[start of TASK INPUT]

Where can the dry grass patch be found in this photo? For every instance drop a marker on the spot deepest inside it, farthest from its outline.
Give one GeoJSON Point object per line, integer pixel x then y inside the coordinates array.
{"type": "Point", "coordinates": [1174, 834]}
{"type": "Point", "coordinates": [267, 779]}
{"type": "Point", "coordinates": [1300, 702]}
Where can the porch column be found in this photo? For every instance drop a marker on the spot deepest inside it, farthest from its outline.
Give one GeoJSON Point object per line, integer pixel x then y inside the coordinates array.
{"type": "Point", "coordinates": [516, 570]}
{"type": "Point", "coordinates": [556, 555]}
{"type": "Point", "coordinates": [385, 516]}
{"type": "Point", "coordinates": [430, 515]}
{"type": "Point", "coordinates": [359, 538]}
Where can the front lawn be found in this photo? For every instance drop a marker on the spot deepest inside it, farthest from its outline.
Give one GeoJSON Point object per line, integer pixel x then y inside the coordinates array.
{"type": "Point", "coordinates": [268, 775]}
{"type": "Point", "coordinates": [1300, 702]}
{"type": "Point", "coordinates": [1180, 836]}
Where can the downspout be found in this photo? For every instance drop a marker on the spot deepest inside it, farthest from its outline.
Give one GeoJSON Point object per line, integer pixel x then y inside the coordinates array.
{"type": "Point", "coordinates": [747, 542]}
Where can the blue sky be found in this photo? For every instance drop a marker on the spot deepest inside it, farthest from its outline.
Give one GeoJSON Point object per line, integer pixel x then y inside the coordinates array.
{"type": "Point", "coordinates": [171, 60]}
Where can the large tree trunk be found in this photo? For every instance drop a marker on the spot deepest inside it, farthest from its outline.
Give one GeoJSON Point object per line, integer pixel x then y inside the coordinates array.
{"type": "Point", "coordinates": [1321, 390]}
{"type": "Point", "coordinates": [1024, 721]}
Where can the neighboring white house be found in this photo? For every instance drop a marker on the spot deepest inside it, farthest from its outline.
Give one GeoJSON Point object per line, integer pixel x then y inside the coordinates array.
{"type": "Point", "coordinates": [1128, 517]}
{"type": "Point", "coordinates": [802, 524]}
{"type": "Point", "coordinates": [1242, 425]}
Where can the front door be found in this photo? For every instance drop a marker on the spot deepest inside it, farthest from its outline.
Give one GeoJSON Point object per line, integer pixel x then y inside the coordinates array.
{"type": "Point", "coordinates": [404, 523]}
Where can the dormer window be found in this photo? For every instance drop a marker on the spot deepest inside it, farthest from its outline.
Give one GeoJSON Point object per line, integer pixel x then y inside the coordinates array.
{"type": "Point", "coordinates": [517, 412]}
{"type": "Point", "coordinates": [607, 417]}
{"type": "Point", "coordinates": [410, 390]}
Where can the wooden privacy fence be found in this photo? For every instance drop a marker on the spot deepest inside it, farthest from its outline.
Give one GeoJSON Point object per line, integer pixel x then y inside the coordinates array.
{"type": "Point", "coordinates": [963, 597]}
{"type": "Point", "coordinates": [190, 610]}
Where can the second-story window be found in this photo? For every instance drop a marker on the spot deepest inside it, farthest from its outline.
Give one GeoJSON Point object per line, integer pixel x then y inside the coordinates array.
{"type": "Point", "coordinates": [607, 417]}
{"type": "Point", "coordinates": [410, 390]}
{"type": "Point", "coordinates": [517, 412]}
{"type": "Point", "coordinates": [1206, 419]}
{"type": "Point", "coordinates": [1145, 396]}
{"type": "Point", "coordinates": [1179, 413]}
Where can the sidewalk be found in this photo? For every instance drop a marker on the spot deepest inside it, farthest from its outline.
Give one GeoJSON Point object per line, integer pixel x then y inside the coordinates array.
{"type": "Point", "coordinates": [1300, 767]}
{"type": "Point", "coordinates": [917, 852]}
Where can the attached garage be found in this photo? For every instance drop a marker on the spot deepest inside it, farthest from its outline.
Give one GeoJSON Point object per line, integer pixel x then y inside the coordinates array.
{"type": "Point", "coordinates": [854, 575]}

[end of TASK INPUT]

(SET PROBLEM)
Could you give again exactly the lines from the line containing "Where can the front door" through the final line of the data above, and no others?

(SOLUTION)
Where can the front door be found in this photo? For every instance drop a marker on the spot deepest inside it, farthest from its outline.
Give one GeoJSON Point object per line, integer pixel x then y inside the coordinates array.
{"type": "Point", "coordinates": [404, 523]}
Where can the dormer window be found in this photo? For every instance drop a marker on the spot deepest inside it, farthest from its outline.
Give one GeoJSON Point object per line, integer pixel x then y inside the coordinates array.
{"type": "Point", "coordinates": [517, 412]}
{"type": "Point", "coordinates": [607, 417]}
{"type": "Point", "coordinates": [410, 390]}
Where can the wooden privacy fence be found in this photo? For every instance drop a marker on the spot deepest inside it, farthest from its outline.
Give one GeoJSON Point object per line, integer pixel x then y inside the coordinates array.
{"type": "Point", "coordinates": [963, 597]}
{"type": "Point", "coordinates": [190, 610]}
Where can the second-story window be found in this photo? For every instance drop a marker on the spot deepest inside it, farthest from its outline.
Give one GeoJSON Point object per line, integer pixel x then y inside the coordinates array.
{"type": "Point", "coordinates": [607, 417]}
{"type": "Point", "coordinates": [410, 390]}
{"type": "Point", "coordinates": [517, 412]}
{"type": "Point", "coordinates": [1206, 419]}
{"type": "Point", "coordinates": [1145, 396]}
{"type": "Point", "coordinates": [1179, 413]}
Where can the sidewalk be found in this photo? For every instance drop a marker on the spot deepest inside it, farthest from its outline.
Give one GeoJSON Point object per line, integer pixel x then y inside the coordinates array.
{"type": "Point", "coordinates": [1300, 767]}
{"type": "Point", "coordinates": [917, 852]}
Where can the attached garage be found in this photo? For every instance drop a marker on the spot deepest inside it, farthest from its outline.
Give one GeoJSON Point object per line, integer pixel x then y inside the coordinates array.
{"type": "Point", "coordinates": [854, 575]}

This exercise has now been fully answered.